┌─ DATA SUPPLIED

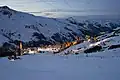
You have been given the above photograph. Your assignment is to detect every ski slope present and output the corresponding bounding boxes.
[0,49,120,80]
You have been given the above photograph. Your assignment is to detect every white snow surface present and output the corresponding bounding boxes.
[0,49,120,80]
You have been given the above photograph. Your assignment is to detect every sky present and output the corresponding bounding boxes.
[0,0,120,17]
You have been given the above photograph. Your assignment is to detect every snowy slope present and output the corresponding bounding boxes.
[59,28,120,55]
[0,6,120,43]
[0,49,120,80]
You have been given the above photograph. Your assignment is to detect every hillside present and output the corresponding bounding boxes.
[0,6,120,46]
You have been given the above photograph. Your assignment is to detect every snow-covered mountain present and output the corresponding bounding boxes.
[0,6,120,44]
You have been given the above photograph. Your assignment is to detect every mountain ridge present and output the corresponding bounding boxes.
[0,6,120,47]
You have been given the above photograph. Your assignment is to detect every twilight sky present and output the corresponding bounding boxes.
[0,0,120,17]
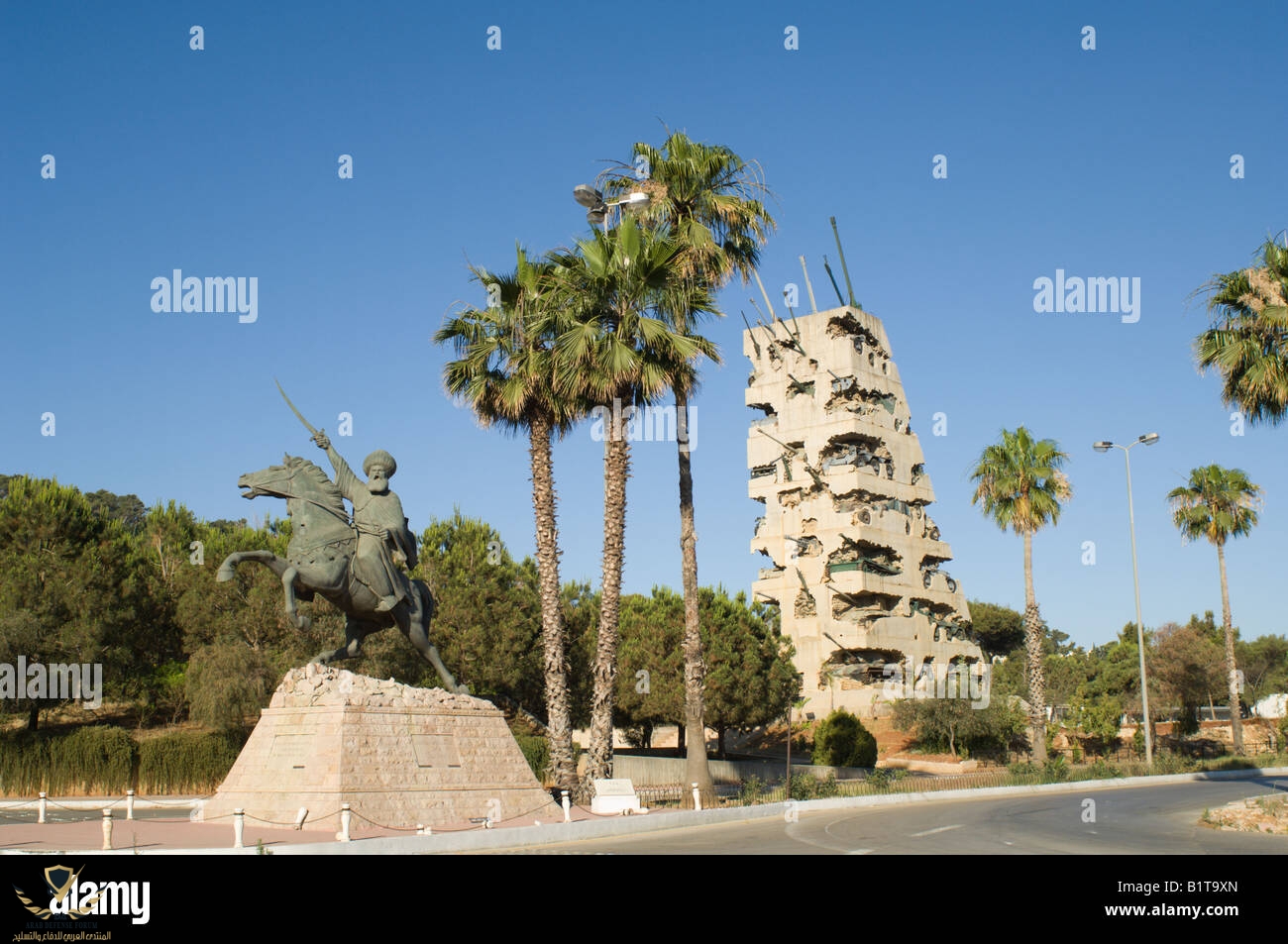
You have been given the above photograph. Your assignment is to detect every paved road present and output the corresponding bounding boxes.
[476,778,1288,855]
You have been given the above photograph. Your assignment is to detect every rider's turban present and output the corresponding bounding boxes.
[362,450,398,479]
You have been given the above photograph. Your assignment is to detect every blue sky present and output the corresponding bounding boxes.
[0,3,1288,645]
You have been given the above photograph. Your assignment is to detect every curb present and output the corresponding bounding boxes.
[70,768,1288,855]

└─
┌─ DATA SUPPLIED

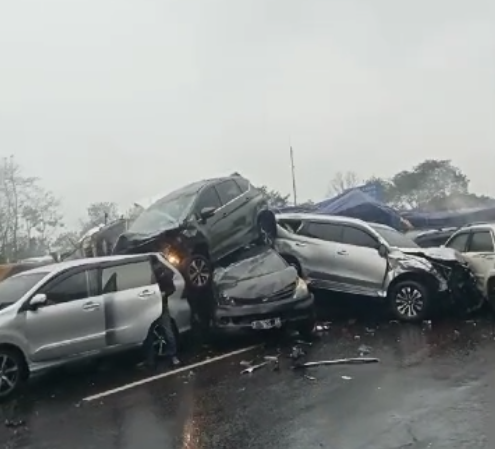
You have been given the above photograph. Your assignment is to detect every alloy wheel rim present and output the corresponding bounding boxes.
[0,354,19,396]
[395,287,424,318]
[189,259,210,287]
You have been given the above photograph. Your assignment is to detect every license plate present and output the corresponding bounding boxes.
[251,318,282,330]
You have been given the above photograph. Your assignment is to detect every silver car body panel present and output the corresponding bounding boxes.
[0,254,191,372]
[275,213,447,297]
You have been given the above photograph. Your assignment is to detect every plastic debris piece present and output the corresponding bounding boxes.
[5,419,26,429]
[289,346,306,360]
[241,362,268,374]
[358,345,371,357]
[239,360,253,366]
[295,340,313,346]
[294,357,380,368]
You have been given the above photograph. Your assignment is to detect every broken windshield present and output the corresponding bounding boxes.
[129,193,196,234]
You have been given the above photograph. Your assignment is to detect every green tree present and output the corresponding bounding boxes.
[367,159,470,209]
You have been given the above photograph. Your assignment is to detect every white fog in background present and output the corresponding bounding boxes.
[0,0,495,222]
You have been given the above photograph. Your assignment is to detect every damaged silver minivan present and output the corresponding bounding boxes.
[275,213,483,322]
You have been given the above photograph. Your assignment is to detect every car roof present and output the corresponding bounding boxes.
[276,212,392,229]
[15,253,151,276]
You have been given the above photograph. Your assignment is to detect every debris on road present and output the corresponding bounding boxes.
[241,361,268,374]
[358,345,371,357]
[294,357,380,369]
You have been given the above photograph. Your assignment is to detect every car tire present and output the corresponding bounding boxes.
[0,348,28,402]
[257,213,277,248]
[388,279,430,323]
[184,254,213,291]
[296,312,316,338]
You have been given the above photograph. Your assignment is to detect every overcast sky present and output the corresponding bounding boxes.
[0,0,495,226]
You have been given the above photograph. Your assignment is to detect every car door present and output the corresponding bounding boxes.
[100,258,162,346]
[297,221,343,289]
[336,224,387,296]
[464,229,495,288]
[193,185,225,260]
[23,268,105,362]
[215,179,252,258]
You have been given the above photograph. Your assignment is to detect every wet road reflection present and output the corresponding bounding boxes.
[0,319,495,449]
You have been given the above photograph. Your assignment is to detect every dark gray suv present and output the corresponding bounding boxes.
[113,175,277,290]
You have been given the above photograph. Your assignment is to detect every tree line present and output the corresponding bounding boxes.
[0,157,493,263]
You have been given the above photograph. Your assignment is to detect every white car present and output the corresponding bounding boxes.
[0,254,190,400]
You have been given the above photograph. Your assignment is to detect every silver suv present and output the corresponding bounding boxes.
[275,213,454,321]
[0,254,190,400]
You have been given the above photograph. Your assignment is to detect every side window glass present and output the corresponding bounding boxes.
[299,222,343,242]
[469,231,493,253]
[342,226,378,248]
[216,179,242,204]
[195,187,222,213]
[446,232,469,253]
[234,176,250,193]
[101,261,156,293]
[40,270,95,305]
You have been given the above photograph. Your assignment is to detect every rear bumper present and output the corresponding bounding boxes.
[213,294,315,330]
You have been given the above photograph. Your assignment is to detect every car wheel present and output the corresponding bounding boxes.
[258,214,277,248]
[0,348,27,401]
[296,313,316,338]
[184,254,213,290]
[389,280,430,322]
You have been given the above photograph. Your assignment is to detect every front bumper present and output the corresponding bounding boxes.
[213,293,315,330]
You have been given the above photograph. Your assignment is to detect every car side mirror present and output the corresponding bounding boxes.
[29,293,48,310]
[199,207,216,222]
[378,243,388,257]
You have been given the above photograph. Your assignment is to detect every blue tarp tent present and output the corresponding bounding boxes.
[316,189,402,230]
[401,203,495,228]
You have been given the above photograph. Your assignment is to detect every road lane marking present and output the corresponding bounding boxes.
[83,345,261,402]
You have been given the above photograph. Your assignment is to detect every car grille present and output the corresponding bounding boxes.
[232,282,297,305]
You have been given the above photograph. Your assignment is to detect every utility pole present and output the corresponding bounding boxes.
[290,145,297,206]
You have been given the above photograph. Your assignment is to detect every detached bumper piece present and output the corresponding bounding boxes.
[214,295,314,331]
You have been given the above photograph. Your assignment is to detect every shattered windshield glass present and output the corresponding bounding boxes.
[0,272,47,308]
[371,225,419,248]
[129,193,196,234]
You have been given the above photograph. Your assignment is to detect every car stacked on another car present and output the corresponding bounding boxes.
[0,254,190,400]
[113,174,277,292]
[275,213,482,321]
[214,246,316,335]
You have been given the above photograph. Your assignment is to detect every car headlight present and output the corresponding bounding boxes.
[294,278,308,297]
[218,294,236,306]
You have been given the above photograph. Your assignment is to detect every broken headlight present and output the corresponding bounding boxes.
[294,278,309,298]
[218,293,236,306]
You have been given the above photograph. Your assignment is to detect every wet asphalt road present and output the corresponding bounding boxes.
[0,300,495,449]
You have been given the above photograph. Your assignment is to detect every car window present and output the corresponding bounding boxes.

└─

> [REQUIREMENTS]
List each line from the records above that contains the word "tree", copying every such line in full.

> [ANSWER TO THIS TASK]
You have been given the above photograph. Your assignment is to detect every green tree present and output the corresponding bounding boxes.
You have been given the above photograph. Your assignment is to detect every tree line present and output the corresponding bounding boxes.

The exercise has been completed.